What you are asked to do:
Copy out, from the data below, each line in which the word "instance" occurs.

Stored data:

━━━

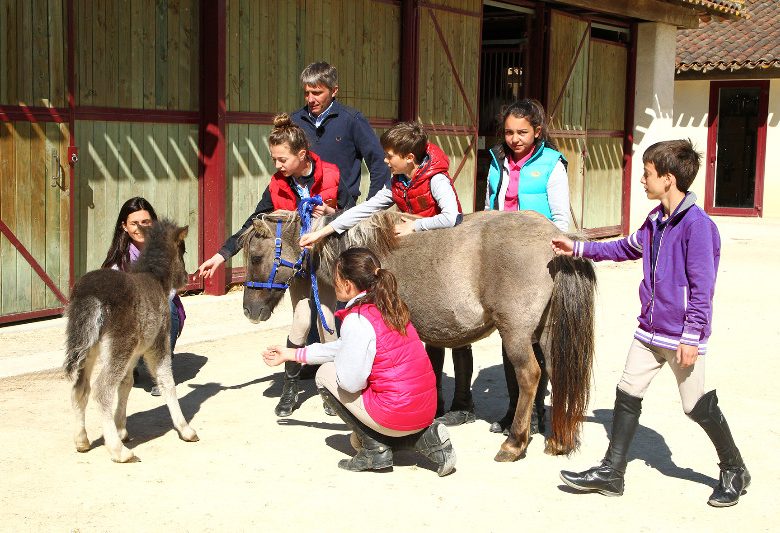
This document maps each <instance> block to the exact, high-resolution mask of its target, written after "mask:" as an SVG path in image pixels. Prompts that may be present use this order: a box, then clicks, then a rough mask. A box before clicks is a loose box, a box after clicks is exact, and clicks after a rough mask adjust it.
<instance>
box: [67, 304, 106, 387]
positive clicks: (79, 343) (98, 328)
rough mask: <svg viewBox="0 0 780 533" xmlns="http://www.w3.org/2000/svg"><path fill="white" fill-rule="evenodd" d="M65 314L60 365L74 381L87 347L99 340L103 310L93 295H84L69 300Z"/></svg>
mask: <svg viewBox="0 0 780 533" xmlns="http://www.w3.org/2000/svg"><path fill="white" fill-rule="evenodd" d="M67 315H68V326H67V329H66V335H67V338H66V340H65V362H64V363H63V364H62V367H63V369H64V370H65V373H66V374H67V375H68V377H69V378H70V379H71V380H72V381H75V380H76V379H78V377H79V376H80V375H81V371H82V369H83V368H84V361H85V360H86V359H87V355H88V354H89V349H90V348H92V347H93V346H94V345H95V344H97V342H98V340H100V330H101V328H102V327H103V321H104V320H105V312H104V308H103V305H102V304H101V303H100V300H98V299H97V298H95V297H94V296H85V297H83V298H74V299H73V300H71V302H70V304H69V305H68V311H67Z"/></svg>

━━━

Output for this exercise:
This document maps each <instance> block to the exact, high-resolution mask of its target, written after "mask:" as an SVG path in image pixels. Prompts that may be present use this order: a box, then clicks, then a rough mask. A box before clicks is a loose box, a box after clicks is exact, and clicks after a rough mask adjust it.
<instance>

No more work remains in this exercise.